** Start of Rows **

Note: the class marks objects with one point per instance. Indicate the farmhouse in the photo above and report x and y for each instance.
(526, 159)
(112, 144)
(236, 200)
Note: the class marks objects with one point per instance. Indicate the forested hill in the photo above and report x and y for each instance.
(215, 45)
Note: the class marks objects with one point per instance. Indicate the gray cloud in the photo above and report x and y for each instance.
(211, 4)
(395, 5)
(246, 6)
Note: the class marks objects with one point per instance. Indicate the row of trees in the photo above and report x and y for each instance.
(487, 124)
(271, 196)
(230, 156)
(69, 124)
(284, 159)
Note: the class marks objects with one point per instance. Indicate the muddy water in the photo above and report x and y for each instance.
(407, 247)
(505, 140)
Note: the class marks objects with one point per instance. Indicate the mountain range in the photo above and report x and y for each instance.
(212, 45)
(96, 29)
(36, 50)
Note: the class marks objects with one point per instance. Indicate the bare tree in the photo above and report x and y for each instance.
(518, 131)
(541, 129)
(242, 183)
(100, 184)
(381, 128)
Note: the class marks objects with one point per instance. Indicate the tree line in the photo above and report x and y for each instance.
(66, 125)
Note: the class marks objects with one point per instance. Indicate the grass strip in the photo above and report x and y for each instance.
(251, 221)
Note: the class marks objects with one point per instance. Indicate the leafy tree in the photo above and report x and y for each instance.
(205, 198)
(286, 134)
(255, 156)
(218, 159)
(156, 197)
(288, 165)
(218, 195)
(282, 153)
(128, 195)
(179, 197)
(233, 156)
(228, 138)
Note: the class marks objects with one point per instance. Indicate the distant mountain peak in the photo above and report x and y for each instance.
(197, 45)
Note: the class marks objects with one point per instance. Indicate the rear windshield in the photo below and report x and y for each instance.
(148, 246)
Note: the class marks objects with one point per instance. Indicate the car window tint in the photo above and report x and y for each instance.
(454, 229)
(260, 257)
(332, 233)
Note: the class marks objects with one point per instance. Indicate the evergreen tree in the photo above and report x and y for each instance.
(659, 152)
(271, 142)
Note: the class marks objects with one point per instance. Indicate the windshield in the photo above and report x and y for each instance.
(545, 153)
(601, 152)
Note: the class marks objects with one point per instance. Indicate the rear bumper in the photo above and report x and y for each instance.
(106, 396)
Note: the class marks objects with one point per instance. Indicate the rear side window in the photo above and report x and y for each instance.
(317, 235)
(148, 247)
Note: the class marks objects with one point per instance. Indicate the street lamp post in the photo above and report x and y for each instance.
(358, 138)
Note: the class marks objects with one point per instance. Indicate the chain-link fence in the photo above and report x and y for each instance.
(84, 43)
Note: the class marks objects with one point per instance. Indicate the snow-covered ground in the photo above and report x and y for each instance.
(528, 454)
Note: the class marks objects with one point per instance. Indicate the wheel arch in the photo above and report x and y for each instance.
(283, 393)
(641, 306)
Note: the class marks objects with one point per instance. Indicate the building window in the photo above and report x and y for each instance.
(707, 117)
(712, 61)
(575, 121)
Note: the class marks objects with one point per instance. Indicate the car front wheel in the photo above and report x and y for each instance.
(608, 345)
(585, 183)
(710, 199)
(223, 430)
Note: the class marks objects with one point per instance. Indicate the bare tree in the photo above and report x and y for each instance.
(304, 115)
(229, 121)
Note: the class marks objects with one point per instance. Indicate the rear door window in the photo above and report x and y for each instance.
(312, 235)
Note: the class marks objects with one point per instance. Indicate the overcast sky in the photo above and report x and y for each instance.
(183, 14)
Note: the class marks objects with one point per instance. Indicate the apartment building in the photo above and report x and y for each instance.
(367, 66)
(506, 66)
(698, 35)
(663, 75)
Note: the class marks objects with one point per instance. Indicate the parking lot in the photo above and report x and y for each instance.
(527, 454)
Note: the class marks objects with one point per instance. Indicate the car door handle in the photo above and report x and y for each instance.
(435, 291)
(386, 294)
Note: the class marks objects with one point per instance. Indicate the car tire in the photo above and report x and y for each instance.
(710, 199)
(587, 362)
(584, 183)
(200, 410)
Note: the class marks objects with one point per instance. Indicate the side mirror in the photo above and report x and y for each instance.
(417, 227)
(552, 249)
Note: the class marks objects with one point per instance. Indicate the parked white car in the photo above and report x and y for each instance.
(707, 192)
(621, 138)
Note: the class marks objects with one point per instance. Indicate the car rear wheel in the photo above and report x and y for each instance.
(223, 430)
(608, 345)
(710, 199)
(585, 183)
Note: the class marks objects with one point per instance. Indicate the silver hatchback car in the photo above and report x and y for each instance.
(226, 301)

** End of Rows **

→ Exercise goal
Write every entry out again exactly.

→ Exercise response
Note: the class marks objects with one point per instance. Indicate the farmhouse in the photo above and report x and y for each instance.
(526, 159)
(112, 144)
(236, 200)
Note: the class marks objects with one point per instance. Indicate the forested hill in the photo above and report x and y for each instance.
(215, 45)
Note: the class marks objects with one point per instance. Indicate the gray cloud in the photo above and report x and y for each instance.
(211, 4)
(395, 5)
(246, 6)
Note: the class marks objects with one point per instance. Indicate the row of trees in the photo above and report x and y for each instance.
(487, 124)
(271, 196)
(230, 156)
(69, 124)
(284, 159)
Note: the class marks objects with one point per instance. Indicate the muddy water in the photo above and report x and y for each instance.
(407, 247)
(505, 140)
Note: the class marks objects with one point per instance. Indicate the mountain range in the photo above and report x and y for each instance.
(212, 45)
(96, 29)
(36, 50)
Note: the class marks objects with one point per instance. Indicate the bare tree in the photo above and report x and y for each instance.
(518, 131)
(541, 129)
(242, 183)
(100, 184)
(381, 128)
Note: the class marks objects with one point per instance. Indicate the tree line in the photo above and report x and y for each instance.
(66, 125)
Note: the class marks objects with one point per instance. Indicate the grass strip in the photo above and report x and y for each instance.
(251, 221)
Note: the class marks objects with one point per instance. Indicate the leafy tree in the photo above and report x and y for each instance.
(205, 198)
(286, 134)
(255, 156)
(218, 159)
(156, 197)
(288, 165)
(218, 195)
(282, 153)
(128, 195)
(179, 197)
(233, 156)
(228, 138)
Note: the class marks objects with one point per instance. Indicate the distant mountain peak in the photo above and report x and y for each instance.
(197, 45)
Note: the class marks objects with one point per instance. Indicate the rear windshield in the photo below and report x and y for each instance.
(148, 246)
Note: the class marks objects with one point per instance. Indicate the car window tint in the photo above and report x and y for each instance.
(454, 229)
(260, 257)
(332, 233)
Note: the class marks objects with one point per instance. Indicate the evergreen tree in the photo above and report x and y for each instance.
(659, 152)
(271, 142)
Note: the class marks objects with one point per instance. Indicate the windshield in the photo above and report x and y for each instance.
(545, 153)
(601, 152)
Note: the class marks objects with one point per instance. Indicate the rear bumper in the photo above and report x and y for each instance.
(106, 396)
Note: the class marks objects with one point per instance. Indicate the rear side window in the photo above and report x and y for each instance.
(317, 235)
(148, 247)
Note: the class marks objects with one point per instance. Indicate the street lamp post in the photo above and report x and y for each instance.
(358, 138)
Note: the class marks objects with one point per instance. Indicate the chain-link fence in the photo above and report x and y for each instance.
(84, 43)
Note: the class marks objects with one point per instance. Indicate the snow-covered ground in the photo above and report x and y for each instance.
(528, 454)
Note: the class marks objects with one point per instance. Indicate the wheel arch in the photo above and report x and y for each instance.
(283, 393)
(641, 306)
Note: the class marks objects with one point per instance. Indicate the building window in the photo above and report x and y for each instance.
(707, 117)
(712, 61)
(575, 121)
Note: the class marks objects with one point per instance. Indicate the car front wheel in the photo above and report x and y for each instance.
(608, 345)
(585, 183)
(710, 199)
(223, 430)
Note: the class marks objects with one point per instance. Indicate the bare tree in the photo above and report x and y for each instance.
(304, 115)
(229, 121)
Note: the class marks objects with one point per instance. Indicate the rear door window in the photo above and report x and y for each instance.
(312, 235)
Note: the class marks objects with one point per instance. Indicate the overcast sky in the photo above and report x and y for each instance.
(183, 14)
Note: the class marks objects with one point per instance. Indicate the apartment building in the photo above and report x and y for each instance.
(367, 66)
(506, 66)
(698, 35)
(663, 75)
Note: the class marks objects with one point per instance. Indicate the parking lot in the photo above and report x and y for each instance.
(527, 454)
Note: the class marks objects with one point per instance. Indicate the car door handle in the photo above and report x and y for each instance.
(435, 291)
(386, 294)
Note: the class marks objects with one point per instance. Indicate the car tire in the photo above and report x and y for each instance.
(710, 199)
(587, 362)
(584, 183)
(200, 410)
Note: the class marks objects with one point per instance. Indicate the side mirror in the photo above and report x and y for each instance.
(417, 227)
(552, 249)
Note: the class marks objects with one point per instance. Indicate the parked white car in the photo above and report x and y for each instance.
(707, 192)
(621, 138)
Note: the class marks objects with one point per instance. Indicate the car rear wheel in the photo above and report x and y for each instance.
(223, 430)
(608, 345)
(710, 199)
(585, 183)
Note: the class marks objects with one point per instance. Indicate the silver hatchback car in the photo above and report x and y for each instance.
(226, 301)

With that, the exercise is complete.